In the data below, find every line with the word "tree" and copy it.
RECORDED DATA section start
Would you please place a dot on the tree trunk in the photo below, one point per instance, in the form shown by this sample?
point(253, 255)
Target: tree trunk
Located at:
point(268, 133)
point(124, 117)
RECORDED DATA section end
§ ANSWER FOR THIS EXERCISE:
Would you please place a dot on the tree trunk in the photo below, one point per instance, in the form shown by this sample?
Target: tree trunk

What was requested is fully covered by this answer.